## START Supplied material

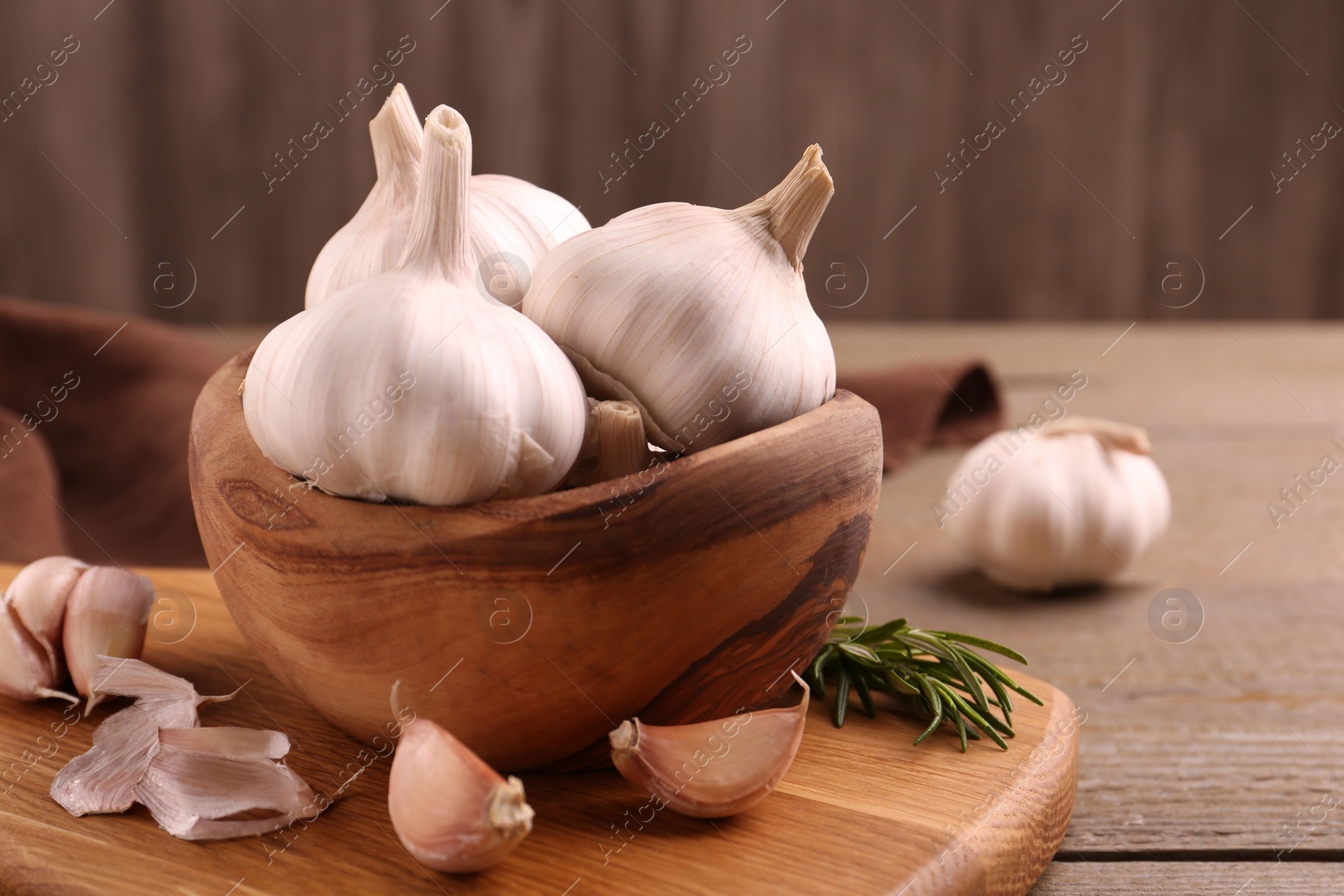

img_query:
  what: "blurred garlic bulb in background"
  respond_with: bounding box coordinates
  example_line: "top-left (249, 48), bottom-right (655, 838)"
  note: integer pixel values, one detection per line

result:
top-left (522, 145), bottom-right (836, 453)
top-left (942, 418), bottom-right (1171, 591)
top-left (312, 85), bottom-right (589, 307)
top-left (244, 106), bottom-right (589, 505)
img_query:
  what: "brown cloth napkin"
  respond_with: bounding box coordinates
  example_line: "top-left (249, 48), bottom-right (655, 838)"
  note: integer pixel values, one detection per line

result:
top-left (0, 298), bottom-right (224, 567)
top-left (836, 360), bottom-right (1003, 473)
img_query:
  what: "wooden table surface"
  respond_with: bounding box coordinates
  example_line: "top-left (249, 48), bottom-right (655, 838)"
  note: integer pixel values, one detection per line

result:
top-left (816, 321), bottom-right (1344, 896)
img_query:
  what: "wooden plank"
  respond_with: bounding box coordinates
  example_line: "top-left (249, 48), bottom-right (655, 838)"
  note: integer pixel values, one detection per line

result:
top-left (1031, 861), bottom-right (1344, 896)
top-left (0, 0), bottom-right (1344, 322)
top-left (832, 322), bottom-right (1344, 854)
top-left (0, 565), bottom-right (1075, 896)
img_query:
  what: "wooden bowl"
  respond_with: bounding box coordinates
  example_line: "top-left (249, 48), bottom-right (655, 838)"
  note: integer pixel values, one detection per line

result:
top-left (190, 356), bottom-right (882, 770)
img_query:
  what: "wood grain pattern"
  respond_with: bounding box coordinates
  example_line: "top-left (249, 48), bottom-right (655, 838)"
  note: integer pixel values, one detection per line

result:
top-left (0, 565), bottom-right (1078, 896)
top-left (191, 358), bottom-right (882, 770)
top-left (811, 321), bottom-right (1344, 876)
top-left (0, 0), bottom-right (1344, 324)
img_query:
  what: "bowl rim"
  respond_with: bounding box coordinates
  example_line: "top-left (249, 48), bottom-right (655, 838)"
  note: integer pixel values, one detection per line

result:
top-left (191, 352), bottom-right (880, 522)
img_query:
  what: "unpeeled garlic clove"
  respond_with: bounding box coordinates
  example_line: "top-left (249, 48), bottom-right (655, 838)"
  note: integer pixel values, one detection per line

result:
top-left (244, 106), bottom-right (587, 505)
top-left (0, 603), bottom-right (79, 703)
top-left (5, 556), bottom-right (89, 683)
top-left (522, 145), bottom-right (836, 454)
top-left (387, 698), bottom-right (535, 872)
top-left (62, 567), bottom-right (155, 712)
top-left (609, 674), bottom-right (809, 818)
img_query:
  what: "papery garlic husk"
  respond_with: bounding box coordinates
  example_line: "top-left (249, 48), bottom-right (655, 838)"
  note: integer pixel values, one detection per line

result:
top-left (62, 567), bottom-right (155, 710)
top-left (244, 106), bottom-right (587, 505)
top-left (609, 674), bottom-right (809, 818)
top-left (136, 726), bottom-right (319, 840)
top-left (4, 556), bottom-right (89, 683)
top-left (936, 417), bottom-right (1171, 591)
top-left (522, 145), bottom-right (836, 453)
top-left (51, 657), bottom-right (234, 817)
top-left (312, 85), bottom-right (590, 307)
top-left (387, 719), bottom-right (535, 872)
top-left (304, 85), bottom-right (421, 307)
top-left (0, 603), bottom-right (79, 703)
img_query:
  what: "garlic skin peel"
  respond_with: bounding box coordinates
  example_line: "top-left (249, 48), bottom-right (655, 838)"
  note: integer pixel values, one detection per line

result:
top-left (609, 674), bottom-right (809, 818)
top-left (312, 85), bottom-right (590, 307)
top-left (943, 418), bottom-right (1171, 591)
top-left (304, 85), bottom-right (421, 307)
top-left (522, 145), bottom-right (836, 453)
top-left (244, 106), bottom-right (587, 505)
top-left (387, 719), bottom-right (535, 872)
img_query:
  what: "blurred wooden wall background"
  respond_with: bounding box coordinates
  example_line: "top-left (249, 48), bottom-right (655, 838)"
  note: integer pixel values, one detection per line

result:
top-left (0, 0), bottom-right (1344, 322)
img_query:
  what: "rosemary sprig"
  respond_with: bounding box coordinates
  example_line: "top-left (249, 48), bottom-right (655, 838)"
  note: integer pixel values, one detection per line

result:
top-left (805, 616), bottom-right (1040, 752)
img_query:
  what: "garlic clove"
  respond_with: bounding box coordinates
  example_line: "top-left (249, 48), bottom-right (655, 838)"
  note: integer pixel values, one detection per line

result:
top-left (0, 603), bottom-right (79, 703)
top-left (5, 556), bottom-right (89, 681)
top-left (62, 567), bottom-right (155, 712)
top-left (609, 674), bottom-right (809, 818)
top-left (136, 726), bottom-right (319, 840)
top-left (304, 85), bottom-right (421, 307)
top-left (522, 146), bottom-right (835, 454)
top-left (387, 719), bottom-right (535, 872)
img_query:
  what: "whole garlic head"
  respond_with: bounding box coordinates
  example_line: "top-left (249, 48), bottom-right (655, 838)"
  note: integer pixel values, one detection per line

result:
top-left (304, 85), bottom-right (589, 307)
top-left (522, 145), bottom-right (836, 453)
top-left (942, 418), bottom-right (1171, 591)
top-left (244, 106), bottom-right (587, 505)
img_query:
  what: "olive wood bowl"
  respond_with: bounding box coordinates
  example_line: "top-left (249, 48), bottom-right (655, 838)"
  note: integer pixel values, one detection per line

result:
top-left (190, 356), bottom-right (882, 771)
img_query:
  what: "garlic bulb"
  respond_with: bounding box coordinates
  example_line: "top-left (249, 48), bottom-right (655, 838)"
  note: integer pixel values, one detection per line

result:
top-left (522, 145), bottom-right (836, 453)
top-left (312, 85), bottom-right (589, 307)
top-left (934, 418), bottom-right (1171, 591)
top-left (304, 85), bottom-right (421, 307)
top-left (387, 715), bottom-right (535, 872)
top-left (244, 106), bottom-right (587, 505)
top-left (609, 673), bottom-right (809, 818)
top-left (62, 567), bottom-right (155, 710)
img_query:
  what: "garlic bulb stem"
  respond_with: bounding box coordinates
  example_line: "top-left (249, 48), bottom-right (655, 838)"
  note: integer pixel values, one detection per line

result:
top-left (368, 85), bottom-right (421, 194)
top-left (589, 401), bottom-right (654, 482)
top-left (1040, 417), bottom-right (1153, 454)
top-left (398, 106), bottom-right (473, 285)
top-left (738, 144), bottom-right (836, 273)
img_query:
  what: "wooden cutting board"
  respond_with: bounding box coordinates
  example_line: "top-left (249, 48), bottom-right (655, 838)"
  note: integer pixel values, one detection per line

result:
top-left (0, 565), bottom-right (1078, 896)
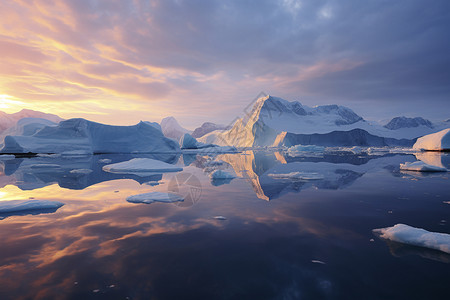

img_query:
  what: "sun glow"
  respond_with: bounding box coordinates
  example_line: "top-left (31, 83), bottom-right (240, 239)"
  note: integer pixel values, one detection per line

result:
top-left (0, 94), bottom-right (25, 113)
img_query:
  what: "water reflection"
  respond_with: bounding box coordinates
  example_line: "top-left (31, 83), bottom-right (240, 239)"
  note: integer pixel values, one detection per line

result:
top-left (0, 151), bottom-right (450, 299)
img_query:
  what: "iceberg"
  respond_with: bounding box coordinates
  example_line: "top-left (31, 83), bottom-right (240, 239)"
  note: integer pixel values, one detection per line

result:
top-left (268, 172), bottom-right (325, 180)
top-left (102, 158), bottom-right (183, 174)
top-left (373, 224), bottom-right (450, 254)
top-left (413, 128), bottom-right (450, 151)
top-left (127, 192), bottom-right (184, 204)
top-left (400, 160), bottom-right (448, 172)
top-left (180, 133), bottom-right (217, 149)
top-left (0, 119), bottom-right (180, 154)
top-left (161, 117), bottom-right (191, 141)
top-left (199, 96), bottom-right (418, 147)
top-left (209, 170), bottom-right (236, 180)
top-left (0, 200), bottom-right (64, 214)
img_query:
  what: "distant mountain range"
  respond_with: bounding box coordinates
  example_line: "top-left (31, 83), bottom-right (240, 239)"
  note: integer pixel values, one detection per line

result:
top-left (199, 96), bottom-right (448, 147)
top-left (0, 109), bottom-right (63, 132)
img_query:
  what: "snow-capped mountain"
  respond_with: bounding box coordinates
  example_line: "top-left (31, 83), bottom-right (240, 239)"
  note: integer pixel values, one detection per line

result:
top-left (160, 117), bottom-right (192, 140)
top-left (192, 122), bottom-right (231, 139)
top-left (0, 109), bottom-right (63, 132)
top-left (384, 117), bottom-right (434, 130)
top-left (199, 96), bottom-right (450, 147)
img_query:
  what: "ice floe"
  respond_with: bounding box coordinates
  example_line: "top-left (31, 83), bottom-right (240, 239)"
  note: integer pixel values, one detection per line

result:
top-left (268, 172), bottom-right (324, 180)
top-left (400, 160), bottom-right (448, 172)
top-left (102, 158), bottom-right (183, 173)
top-left (0, 200), bottom-right (64, 214)
top-left (373, 224), bottom-right (450, 254)
top-left (127, 192), bottom-right (184, 204)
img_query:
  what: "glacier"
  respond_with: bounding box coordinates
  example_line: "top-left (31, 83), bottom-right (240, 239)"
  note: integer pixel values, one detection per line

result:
top-left (199, 96), bottom-right (435, 147)
top-left (413, 128), bottom-right (450, 151)
top-left (0, 118), bottom-right (180, 154)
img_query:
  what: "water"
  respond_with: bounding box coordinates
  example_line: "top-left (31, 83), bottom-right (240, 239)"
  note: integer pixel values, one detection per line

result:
top-left (0, 151), bottom-right (450, 299)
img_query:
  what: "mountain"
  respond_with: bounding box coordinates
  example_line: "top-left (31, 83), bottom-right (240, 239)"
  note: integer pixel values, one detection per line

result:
top-left (384, 117), bottom-right (434, 130)
top-left (192, 122), bottom-right (231, 139)
top-left (161, 117), bottom-right (191, 141)
top-left (0, 118), bottom-right (180, 154)
top-left (0, 109), bottom-right (63, 132)
top-left (199, 96), bottom-right (436, 147)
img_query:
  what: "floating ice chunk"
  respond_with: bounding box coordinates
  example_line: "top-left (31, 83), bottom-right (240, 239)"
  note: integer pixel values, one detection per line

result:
top-left (30, 164), bottom-right (61, 169)
top-left (127, 192), bottom-right (184, 204)
top-left (102, 158), bottom-right (183, 173)
top-left (311, 259), bottom-right (325, 265)
top-left (209, 170), bottom-right (236, 179)
top-left (413, 128), bottom-right (450, 151)
top-left (0, 200), bottom-right (64, 213)
top-left (0, 154), bottom-right (16, 160)
top-left (98, 158), bottom-right (112, 164)
top-left (287, 145), bottom-right (325, 157)
top-left (400, 160), bottom-right (447, 172)
top-left (373, 224), bottom-right (450, 254)
top-left (268, 172), bottom-right (324, 180)
top-left (70, 169), bottom-right (93, 175)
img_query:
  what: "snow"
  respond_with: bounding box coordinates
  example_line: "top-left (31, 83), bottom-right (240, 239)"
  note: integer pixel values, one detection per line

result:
top-left (400, 160), bottom-right (448, 172)
top-left (268, 172), bottom-right (324, 180)
top-left (0, 154), bottom-right (16, 160)
top-left (127, 192), bottom-right (184, 204)
top-left (199, 96), bottom-right (432, 147)
top-left (209, 170), bottom-right (236, 179)
top-left (413, 128), bottom-right (450, 151)
top-left (98, 158), bottom-right (112, 164)
top-left (0, 200), bottom-right (64, 213)
top-left (70, 169), bottom-right (93, 175)
top-left (180, 133), bottom-right (220, 149)
top-left (373, 224), bottom-right (450, 254)
top-left (161, 117), bottom-right (191, 141)
top-left (102, 158), bottom-right (183, 173)
top-left (287, 145), bottom-right (325, 157)
top-left (0, 119), bottom-right (179, 155)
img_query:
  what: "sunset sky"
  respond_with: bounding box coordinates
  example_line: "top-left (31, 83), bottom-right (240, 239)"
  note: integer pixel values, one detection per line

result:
top-left (0, 0), bottom-right (450, 128)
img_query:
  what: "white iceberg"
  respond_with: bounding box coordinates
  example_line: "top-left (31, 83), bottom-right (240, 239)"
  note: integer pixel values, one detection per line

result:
top-left (0, 119), bottom-right (180, 155)
top-left (209, 170), bottom-right (236, 180)
top-left (0, 200), bottom-right (64, 213)
top-left (0, 154), bottom-right (16, 160)
top-left (268, 172), bottom-right (324, 180)
top-left (400, 160), bottom-right (447, 172)
top-left (180, 133), bottom-right (217, 149)
top-left (102, 158), bottom-right (183, 173)
top-left (287, 145), bottom-right (325, 157)
top-left (127, 192), bottom-right (184, 204)
top-left (413, 128), bottom-right (450, 151)
top-left (373, 224), bottom-right (450, 254)
top-left (70, 169), bottom-right (93, 175)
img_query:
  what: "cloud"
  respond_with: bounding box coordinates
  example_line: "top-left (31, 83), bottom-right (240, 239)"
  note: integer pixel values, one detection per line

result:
top-left (0, 0), bottom-right (450, 123)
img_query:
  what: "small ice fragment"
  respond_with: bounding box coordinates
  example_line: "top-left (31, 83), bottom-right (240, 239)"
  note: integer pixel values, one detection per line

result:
top-left (98, 158), bottom-right (112, 164)
top-left (102, 158), bottom-right (183, 174)
top-left (373, 224), bottom-right (450, 254)
top-left (268, 172), bottom-right (324, 180)
top-left (70, 169), bottom-right (93, 175)
top-left (311, 259), bottom-right (325, 265)
top-left (127, 192), bottom-right (184, 204)
top-left (30, 164), bottom-right (61, 169)
top-left (400, 160), bottom-right (448, 172)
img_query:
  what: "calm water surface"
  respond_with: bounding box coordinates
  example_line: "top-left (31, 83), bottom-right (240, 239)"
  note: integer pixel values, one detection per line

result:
top-left (0, 151), bottom-right (450, 299)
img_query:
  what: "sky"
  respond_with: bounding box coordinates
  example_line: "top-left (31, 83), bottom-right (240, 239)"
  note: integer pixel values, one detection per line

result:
top-left (0, 0), bottom-right (450, 129)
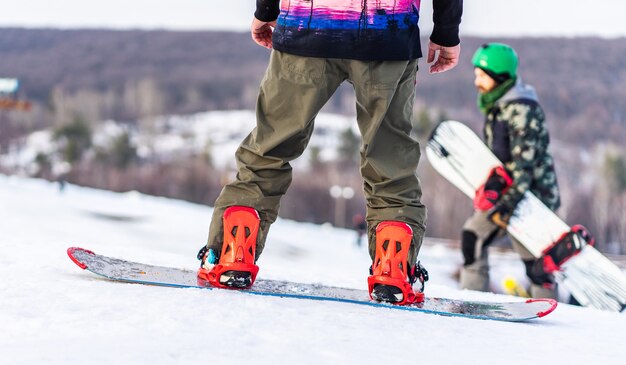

## END Supplied material

Format the rows starting at the beginning of the rows and ending at the line that contains "top-left (244, 106), bottom-right (589, 505)" as a JSON list of strings, with one string for each line and blank lines skipped. Include both ends, and leave out the pictures.

[
  "img_query:",
  "  what: \"blurred garlic bulb in background\"",
  "  respond_with: bounding box coordinates",
  "  example_line: \"top-left (249, 48), bottom-right (655, 838)\"",
  "  note: integer pixel values, one detection per line",
  "result:",
  "top-left (522, 145), bottom-right (836, 453)",
  "top-left (942, 418), bottom-right (1171, 591)",
  "top-left (312, 85), bottom-right (589, 307)",
  "top-left (244, 106), bottom-right (589, 505)"
]